↓

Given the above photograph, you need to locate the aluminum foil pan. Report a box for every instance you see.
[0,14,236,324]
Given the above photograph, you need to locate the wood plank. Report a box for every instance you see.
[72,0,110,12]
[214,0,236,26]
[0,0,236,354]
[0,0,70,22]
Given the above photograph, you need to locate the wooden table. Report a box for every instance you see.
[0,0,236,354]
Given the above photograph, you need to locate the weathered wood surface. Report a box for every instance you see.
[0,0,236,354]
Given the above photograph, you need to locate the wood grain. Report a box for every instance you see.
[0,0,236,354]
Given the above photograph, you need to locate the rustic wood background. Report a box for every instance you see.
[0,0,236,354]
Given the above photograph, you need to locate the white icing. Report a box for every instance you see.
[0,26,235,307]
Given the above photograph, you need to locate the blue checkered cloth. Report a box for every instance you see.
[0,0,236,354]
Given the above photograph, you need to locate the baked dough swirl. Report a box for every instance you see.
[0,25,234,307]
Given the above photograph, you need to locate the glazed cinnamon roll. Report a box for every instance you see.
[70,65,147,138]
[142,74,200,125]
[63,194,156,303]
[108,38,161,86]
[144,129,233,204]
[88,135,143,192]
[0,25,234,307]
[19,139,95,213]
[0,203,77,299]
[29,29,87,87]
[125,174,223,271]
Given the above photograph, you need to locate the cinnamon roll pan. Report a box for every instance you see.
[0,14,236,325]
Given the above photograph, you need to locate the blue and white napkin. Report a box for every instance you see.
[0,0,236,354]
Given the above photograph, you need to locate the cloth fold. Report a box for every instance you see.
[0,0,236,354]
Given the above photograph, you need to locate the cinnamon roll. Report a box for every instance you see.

↑
↓

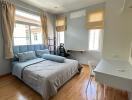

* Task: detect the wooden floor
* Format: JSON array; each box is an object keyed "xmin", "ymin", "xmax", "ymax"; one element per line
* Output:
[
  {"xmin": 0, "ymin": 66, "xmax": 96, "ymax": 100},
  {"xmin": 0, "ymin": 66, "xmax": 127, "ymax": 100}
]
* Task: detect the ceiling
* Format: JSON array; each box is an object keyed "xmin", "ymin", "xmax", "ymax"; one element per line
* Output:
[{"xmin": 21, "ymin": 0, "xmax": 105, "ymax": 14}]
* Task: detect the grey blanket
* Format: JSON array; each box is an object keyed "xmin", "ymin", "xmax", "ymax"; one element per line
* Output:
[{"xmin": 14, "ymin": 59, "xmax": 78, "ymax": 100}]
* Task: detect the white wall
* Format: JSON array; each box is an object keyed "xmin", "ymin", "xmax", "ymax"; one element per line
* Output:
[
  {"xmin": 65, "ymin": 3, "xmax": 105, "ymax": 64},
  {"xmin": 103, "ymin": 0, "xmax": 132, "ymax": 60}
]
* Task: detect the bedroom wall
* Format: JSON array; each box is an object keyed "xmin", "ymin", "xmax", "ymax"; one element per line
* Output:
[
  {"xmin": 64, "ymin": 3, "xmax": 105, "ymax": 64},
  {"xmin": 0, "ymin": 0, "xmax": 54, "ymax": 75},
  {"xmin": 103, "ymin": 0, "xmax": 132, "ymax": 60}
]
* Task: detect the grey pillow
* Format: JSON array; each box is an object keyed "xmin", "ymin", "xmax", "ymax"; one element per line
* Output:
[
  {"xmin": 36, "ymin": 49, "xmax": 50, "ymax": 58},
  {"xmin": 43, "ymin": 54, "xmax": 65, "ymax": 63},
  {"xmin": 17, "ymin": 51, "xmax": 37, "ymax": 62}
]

↑
↓

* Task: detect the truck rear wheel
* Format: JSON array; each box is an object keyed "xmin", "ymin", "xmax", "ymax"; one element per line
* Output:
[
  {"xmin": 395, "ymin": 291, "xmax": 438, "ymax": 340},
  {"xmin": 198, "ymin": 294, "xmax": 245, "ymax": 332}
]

↑

◆ STATED PROBLEM ◆
Show every line in the rows above that contains the string "white", copying each such line in full.

◆ RESULT ◆
Given the above photograph, you need to locate the white icing. Report a box for every instance you see.
Given the above photograph, you need to locate the blue and white napkin. Report a box for every instance you see.
* Task: detect the white wall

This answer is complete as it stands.